"""
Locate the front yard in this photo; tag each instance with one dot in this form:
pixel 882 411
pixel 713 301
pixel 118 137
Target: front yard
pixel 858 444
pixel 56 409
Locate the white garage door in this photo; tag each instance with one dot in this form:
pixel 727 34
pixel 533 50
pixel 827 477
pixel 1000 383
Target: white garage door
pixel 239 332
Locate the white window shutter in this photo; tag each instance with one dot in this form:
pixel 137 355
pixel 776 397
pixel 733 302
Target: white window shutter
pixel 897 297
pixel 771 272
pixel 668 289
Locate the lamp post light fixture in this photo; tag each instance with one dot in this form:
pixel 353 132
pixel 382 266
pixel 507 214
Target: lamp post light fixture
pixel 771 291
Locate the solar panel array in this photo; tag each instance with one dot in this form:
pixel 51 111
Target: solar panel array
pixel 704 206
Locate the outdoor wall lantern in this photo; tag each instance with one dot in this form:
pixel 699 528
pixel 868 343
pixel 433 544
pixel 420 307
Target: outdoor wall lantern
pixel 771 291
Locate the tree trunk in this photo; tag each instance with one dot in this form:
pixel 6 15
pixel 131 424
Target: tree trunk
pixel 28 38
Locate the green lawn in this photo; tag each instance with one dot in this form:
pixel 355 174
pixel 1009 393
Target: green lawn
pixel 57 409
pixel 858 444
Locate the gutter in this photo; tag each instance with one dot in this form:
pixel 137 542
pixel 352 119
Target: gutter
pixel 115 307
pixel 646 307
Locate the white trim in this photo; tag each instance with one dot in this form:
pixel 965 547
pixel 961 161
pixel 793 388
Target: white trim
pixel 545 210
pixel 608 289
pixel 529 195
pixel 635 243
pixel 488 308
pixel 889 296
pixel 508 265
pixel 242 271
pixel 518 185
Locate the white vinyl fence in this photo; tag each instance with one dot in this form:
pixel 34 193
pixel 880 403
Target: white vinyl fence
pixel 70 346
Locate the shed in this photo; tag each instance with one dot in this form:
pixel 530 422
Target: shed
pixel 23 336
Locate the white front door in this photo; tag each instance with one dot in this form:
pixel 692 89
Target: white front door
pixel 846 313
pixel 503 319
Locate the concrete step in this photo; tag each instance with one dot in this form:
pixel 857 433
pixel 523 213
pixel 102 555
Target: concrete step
"""
Copia tal cual, de los datos de arriba, el tramo que va desde la línea que contiene "Locate the gutter" hasta la que contiene "pixel 646 307", ambas incluidas.

Ejercicio resuelto:
Locate the gutter in this photo; tag each instance with one dot in this form:
pixel 137 542
pixel 352 119
Target: gutter
pixel 115 307
pixel 646 307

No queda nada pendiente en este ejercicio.